**Task:** Reproduce the stretch of the MMS seminar page from "Dr. Thomas Moore" through "free of another." word for word.

(Document excerpt begins)

Heliophysics Science Division
Sciences and Exploration Directorate - NASA's Goddard Space Flight Center

June 17, 2011, 12:00 pm - 1:00 pm

Director's Seminar: the MMS mission



Dr. John Dorelli (NASA Goddard Space Flight Center), Toward a "Standard Model" of Magnetic Reconnection

Abstract: Magnetic reconnection is the primary mode by which magnetic energy is rapidly converted into plasma energy, making possible such diverse astrophysical phenomena as solar flares, coronal mass ejections and magnetospheric substorms. While the occurrence and importance of magnetic reconnection is widely accepted, theorists have been struggling for over 50 years to understand why it is so explosive (with significant energy conversion often occurring in only a few Alfven times). Since Parker's first magnetohydrodynamic (MHD) theory appeared in 1958, we have made slow but steady progress in unraveling the time scale puzzle, and a "Standard Model" of magnetic reconnection has emerged. In this talk, I briefly review the developments leading up to the Standard Model, outlining some important unresolved questions along the way. I conclude by summarizing how NASA's Magnetospheric Multiscale (MMS) mission will finally put the Standard Model to a rigorous experimental test.

Dr. Thomas Moore (NASA Goddard Space Flight Center), MMS: The Grand Challenge of Heliophysics

Abstract: We all know magnets exert forces, but magnetic fields also act like muscles that connect space plasmas together. Connections switch in a process called "reconnection" that controls space weather energy flows. The "brains" of reconnection are believed to lie in tiny volumes of space called "diffusion regions" where the magnetic fields have an "X" shape separating field lines that connect two plasmas from field lines that do not. MMS will let us observe how, when and where the magneto-muscular switch occurs and why it is often explosive, especially when one plasma tears free of another.

Dr. Craig Pollock (NASA Goddard Space Flight Center), Fast Plasma Observations for MMS

Abstract: The Fast Plasma Investigation [FPI] that is under development at GSFC for flight on MMS will provide the 3D velocity space distribution functions for ions at 150ms cadence and for electrons at 30ms cadence. This time resolution exceeds the current state of the art by at least two orders of magnitude and is required in order to resolve small scale features (few km) in reconnection plasmas that are drifting by the MMS spacecraft at up to 50km/s. For FPI, this requirement drives a unique instrument architecture and introduces design and test challenges throughout the system. We will describe the FPI design arrived at and will show examples of test performance at the final pre-flight (ETU) level.

(Document excerpt ends)
(Collected material begins)

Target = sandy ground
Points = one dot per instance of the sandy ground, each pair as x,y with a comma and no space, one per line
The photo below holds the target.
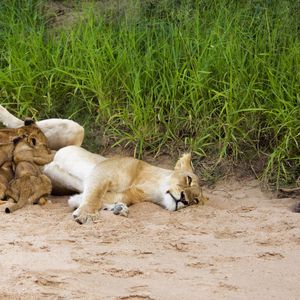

(Collected material ends)

**Response below:**
Dr. Thomas Moore (NASA Goddard Space Flight Center), MMS: The Grand Challenge of Heliophysics

Abstract: We all know magnets exert forces, but magnetic fields also act like muscles that connect space plasmas together. Connections switch in a process called "reconnection" that controls space weather energy flows. The "brains" of reconnection are believed to lie in tiny volumes of space called "diffusion regions" where the magnetic fields have an "X" shape separating field lines that connect two plasmas from field lines that do not. MMS will let us observe how, when and where the magneto-muscular switch occurs and why it is often explosive, especially when one plasma tears free of another.